= LATIHAN TERTULIS 1 =
Dalam artikel tentang Eyang Tunggul Wulung, mengapa usaha Syekh Subakir menyebarkan Islam di Jawa tidak mudah?

KETIK, PACITAN – Berdasarkan penuturan Mbah Haji Saeko, putra menantu juru kunci pertama Gunung Limo, Somo Sogimon Karsodikromo, perjalanan Resi Tunggul Wulung dan adat istiadat Tetaken di Pacitan erat kaitannya dengan kisah Islamisasi di tanah Jawa.

Mbah Saeko, yang juga Penerus Kasepuhan Padepokan Karsodikromo Somodogimon di Desa Mantren, Kecamatan Kebonagung, Pacitan menceritakan, awal mula masa sebelum kedatangan Islam, masyarakat Jawa masih menganut ajaran Kapitayan. 

Ia menuturkan, seorang ulama besar bernama Syekh Subakir memainkan peran penting dalam menyebarkan Islam di Jawa melalui perdagangan rempah-rempah. Namun, usahanya tak mudah karena terhalang oleh bangsa jin yang dipimpin Sabdo Palon (Eyang Semar) di Gunung Tidar.

Pertempuran sengit pun terjadi selama 40 hari 40 malam antara Syekh Subakir dan Sabdo Palon. Akhirnya, mereka mencapai kesepakatan, salah satunya adalah Islam di tanah Jawa tidak boleh menghilangkan budaya lokal.

Kesepakatan ini menjadi titik terang dalam penyebaran Islam di Jawa. Para ulama, termasuk Walisongo, mulai mendakwahkan Islam dengan menggunakan kearifan lokal.

Di masa itu, Eyang Tunggul Wulung, seorang abdi dalem penjaga kerajaan Majapahit, merasa sedih atas runtuhnya kerajaan dan muksonanya Prabu Brawijaya V. Ia memutuskan untuk menenangkan diri nyepi menuju lereng Gunung Limo, Pacitan.

"Kemudian Tunggul Wulung pergi menenangkan diri jalan ke selatan (ke Pacitan), sedangkan Eyang Lawu tetap di Gunung Lawu," ungkapnya.

Lantaran dirinya masih menganut ajaran Kapitayan saat itu. Di sana, Eyang Tunggul Wulung mendirikan padepokan dan mendidik anak-anak warga setempat menimba ilmu menjadi seorang pertapa.

"Di Lereng Gunung Limo, Eyang Tunggul Wulung menorehkan banyak kebajikan. Salah satunya mendirikan padepokan hingga mendidik para pertapa yang jadi asal usul Upacara Adat 'Tetaken" di Pacitan," paparnya.

Selang waktu berjalan, kedatangan Walisongo ke wilayah selatan, termasuk ke tempat tinggal Eyang Tunggul Wulung, menandai babak baru dalam perjalanan Eyang Tunggul Wulung. 

Meskipun tidak diketahui secara pasti apa yang terjadi, Eyang Tunggul Wulung akhirnya bersyahadat dan memeluk agama Islam.

= LATIHAN TERTULIS 2 =
Ketik ulang tanpa perubahan bagian entri mulai dari baris yang memuat "tree for disaster-response mapping." hingga akhir entri, termasuk baris pertama dan terakhirnya.

= BARIS ENTRI =
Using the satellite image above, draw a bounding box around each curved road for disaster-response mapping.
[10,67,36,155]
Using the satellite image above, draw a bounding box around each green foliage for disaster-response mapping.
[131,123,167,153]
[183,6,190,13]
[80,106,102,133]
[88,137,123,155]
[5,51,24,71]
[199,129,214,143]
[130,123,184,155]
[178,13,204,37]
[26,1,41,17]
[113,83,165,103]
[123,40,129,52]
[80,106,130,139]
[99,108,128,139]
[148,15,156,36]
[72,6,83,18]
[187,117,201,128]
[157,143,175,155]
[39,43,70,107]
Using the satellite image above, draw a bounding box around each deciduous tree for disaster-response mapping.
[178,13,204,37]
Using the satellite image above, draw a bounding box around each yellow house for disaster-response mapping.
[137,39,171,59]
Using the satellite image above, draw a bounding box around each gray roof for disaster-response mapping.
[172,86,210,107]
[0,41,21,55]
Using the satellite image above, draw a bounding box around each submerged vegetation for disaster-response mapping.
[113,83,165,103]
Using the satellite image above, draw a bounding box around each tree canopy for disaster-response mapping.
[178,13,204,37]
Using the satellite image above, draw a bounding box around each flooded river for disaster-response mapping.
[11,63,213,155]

= PENYELESAIAN 1 =
Usahanya tidak mudah karena terhalang oleh bangsa jin yang dipimpin Sabdo Palon (Eyang Semar) di Gunung Tidar.

= PENYELESAIAN 2 =
Using the satellite image above, draw a bounding box around each deciduous tree for disaster-response mapping.
[178,13,204,37]
Using the satellite image above, draw a bounding box around each yellow house for disaster-response mapping.
[137,39,171,59]
Using the satellite image above, draw a bounding box around each gray roof for disaster-response mapping.
[172,86,210,107]
[0,41,21,55]
Using the satellite image above, draw a bounding box around each submerged vegetation for disaster-response mapping.
[113,83,165,103]
Using the satellite image above, draw a bounding box around each tree canopy for disaster-response mapping.
[178,13,204,37]
Using the satellite image above, draw a bounding box around each flooded river for disaster-response mapping.
[11,63,213,155]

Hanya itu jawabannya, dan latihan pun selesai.